**Tasks**.
A. Answer these questions about the reply about version management:
(i) About how many independent modules does Kevin Burton's multi-module setup have?
(ii) How did Ron's team essentially start treating their own code?
(iii) According to Kevin Burton, when do git submodules really not work?
B. In the reply about version management, translate this sentence into Spanish: "We essentially started treating our own code as if it was OSS."
C. Write a continuation of the reply about version management, starting right after its final sentence.

--- START Quoted text ---

You have clearly given this a lot of thought and your project is just a bit less than twice as large as ours so I am not sure about giving advice.

http://blog.artifact-software.com/tech/?p=84 is an article that I wrote a few years ago dealing with our approach to the same problem.

Our solution to the version management problem may not be to your tastes but it did save us a lot of grief and served us well once we got through the first few releases where we were touching every piece of source code on each release.

We essentially started treating our own code as if it was OSS.
This made us think about modularity and functional separation into projects and changed our ideas about versions.

Ron


On 22/09/2015 1:47 PM, Kevin Burton wrote:
We have a multi-module setup whereby we have about 150 independent modules.

Our build takes a long time and actually slows down development as we have
to do a compile of a LOT of source code to rebuild the project.

Additionally, we have a lot of code that we want to Open Source.

This has meant git submodules the IMO git submodules really don’t work when
using branches.  They break and require a whole bunch of custom works and
hack and when they DO break it’s confusing how to resolve them.

--- END Quoted text ---
--- START Extracted data ---

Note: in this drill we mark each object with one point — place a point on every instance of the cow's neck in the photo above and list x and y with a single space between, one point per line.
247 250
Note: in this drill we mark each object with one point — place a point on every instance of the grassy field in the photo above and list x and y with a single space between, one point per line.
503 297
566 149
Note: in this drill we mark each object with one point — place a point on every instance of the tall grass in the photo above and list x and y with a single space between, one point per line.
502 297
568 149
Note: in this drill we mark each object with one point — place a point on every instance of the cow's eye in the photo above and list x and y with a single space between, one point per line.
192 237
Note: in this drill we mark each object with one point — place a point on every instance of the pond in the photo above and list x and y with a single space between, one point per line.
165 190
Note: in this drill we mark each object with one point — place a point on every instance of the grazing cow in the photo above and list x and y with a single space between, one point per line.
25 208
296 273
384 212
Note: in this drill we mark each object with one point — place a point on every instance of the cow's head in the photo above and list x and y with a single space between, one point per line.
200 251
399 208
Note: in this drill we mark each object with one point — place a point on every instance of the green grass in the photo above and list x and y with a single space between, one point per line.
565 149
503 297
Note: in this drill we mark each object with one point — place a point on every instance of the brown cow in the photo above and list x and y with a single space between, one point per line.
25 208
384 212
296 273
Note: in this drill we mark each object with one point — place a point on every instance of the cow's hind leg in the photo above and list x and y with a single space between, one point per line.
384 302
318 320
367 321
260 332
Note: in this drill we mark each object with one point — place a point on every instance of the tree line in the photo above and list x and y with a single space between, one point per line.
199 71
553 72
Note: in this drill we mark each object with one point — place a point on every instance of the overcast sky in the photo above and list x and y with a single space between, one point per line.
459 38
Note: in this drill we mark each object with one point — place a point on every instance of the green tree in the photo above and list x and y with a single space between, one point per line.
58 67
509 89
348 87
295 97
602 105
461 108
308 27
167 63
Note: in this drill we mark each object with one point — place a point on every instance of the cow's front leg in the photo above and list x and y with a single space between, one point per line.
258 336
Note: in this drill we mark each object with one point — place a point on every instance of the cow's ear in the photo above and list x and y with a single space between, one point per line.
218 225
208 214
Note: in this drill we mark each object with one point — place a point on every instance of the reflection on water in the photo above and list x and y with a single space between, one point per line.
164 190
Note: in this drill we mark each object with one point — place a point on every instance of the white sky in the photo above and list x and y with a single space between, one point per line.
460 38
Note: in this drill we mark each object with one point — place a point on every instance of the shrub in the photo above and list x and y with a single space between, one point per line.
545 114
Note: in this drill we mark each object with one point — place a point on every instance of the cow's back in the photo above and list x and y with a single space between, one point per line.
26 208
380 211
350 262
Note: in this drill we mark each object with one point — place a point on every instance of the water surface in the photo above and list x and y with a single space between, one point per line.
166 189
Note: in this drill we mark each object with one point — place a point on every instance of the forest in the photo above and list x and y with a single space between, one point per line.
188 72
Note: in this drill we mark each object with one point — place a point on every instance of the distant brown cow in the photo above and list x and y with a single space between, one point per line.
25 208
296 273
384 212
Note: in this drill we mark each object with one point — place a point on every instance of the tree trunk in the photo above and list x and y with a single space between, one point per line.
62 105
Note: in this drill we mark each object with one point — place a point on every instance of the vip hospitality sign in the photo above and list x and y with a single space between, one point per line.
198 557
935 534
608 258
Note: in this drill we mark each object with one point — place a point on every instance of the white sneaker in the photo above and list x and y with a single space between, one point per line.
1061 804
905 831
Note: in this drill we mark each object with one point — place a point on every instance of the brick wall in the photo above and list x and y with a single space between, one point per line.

--- END Extracted data ---

**Per-task answers**.
A.
(i) About 150.
(ii) As if it was OSS.
(iii) When using branches.

B. Básicamente empezamos a tratar nuestro propio código como si fuera OSS.

C.
This has meant that we’ve not really done a good job of OSSing our code
base as its just too hard.

What we’ve done to date is just have one major version number across all
our projects.  So upgrading them and fixing their dependencies means that I
just have to change a version number everywhere and I’m done.

What I was thinking of is changing this strategy to use the maven
"versions:use-latest-versions” plugin.

What i would do is have a parent directory named ‘spinn3r’ which just has a
bunch of git submodules.  We NEVER branch in this directory.

It also means that any of our developers can check it out so that they have
all of our source code.

At this point I can use a normal development strategy for each project.
They don’t use submodules which enables us to branch/merge easily.

I can also have a dedicated IntelliJ or Eclipse project for each one and
switch between them.

Now the main issue I have is how do I bump releases easily and make sure
all my code is using the latest version of its sibling projects.

In the parent directory I can just run versions:use-latest-versions … on
each one of the projects so that it automatically pulled in the latest
version after a release.

The only problem here is that there’s a dependency graph that needs to be
considered.

for example, if project A depends on project B, then we have to bump the
version and push project B into maven before we upgrade dependencies on
project A.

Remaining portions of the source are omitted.